** Entries taken from a collection **
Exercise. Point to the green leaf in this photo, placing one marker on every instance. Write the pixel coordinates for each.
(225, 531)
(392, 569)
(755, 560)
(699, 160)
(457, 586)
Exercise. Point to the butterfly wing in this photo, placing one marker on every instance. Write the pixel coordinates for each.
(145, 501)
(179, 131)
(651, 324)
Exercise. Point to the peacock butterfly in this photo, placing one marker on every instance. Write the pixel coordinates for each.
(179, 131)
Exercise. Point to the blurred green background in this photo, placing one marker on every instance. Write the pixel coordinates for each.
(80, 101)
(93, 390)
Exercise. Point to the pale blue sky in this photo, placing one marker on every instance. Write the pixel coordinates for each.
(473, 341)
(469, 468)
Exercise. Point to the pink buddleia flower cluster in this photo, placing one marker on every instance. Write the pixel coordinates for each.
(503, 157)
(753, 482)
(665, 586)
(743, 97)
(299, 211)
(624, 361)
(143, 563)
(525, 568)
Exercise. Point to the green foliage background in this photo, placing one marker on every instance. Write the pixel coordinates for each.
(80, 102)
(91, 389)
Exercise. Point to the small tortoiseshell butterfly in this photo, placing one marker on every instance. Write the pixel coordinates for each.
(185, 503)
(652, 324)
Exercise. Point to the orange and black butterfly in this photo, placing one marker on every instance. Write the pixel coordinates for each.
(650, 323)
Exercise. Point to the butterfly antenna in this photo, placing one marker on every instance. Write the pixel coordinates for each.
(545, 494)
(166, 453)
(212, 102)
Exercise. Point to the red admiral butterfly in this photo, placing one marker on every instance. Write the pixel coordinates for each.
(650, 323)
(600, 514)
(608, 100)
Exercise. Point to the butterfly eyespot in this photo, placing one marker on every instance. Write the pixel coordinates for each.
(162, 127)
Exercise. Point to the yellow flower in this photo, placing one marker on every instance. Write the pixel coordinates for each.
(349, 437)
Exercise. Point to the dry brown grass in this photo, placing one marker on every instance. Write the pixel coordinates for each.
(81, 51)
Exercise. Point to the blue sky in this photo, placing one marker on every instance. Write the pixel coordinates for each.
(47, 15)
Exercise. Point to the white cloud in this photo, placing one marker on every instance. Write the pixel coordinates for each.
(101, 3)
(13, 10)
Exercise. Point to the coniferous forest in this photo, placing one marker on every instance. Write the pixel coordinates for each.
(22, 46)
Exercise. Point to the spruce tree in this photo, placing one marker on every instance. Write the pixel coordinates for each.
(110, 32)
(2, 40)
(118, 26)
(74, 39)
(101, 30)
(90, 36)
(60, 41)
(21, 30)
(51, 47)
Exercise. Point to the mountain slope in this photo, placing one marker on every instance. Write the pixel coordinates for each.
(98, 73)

** Your instructions **
Resize the stretch from the line containing "Exercise. Point to the mountain" through the end of the listing, both ends included. Write those lines out again, request included, with each answer coordinate multiplied by 0.25 and rounded to a whole number, halves up.

** Answer to the problem **
Exercise. Point to the mountain slope in this photo, placing one marker on every instance. Write the pixel coordinates for each.
(25, 18)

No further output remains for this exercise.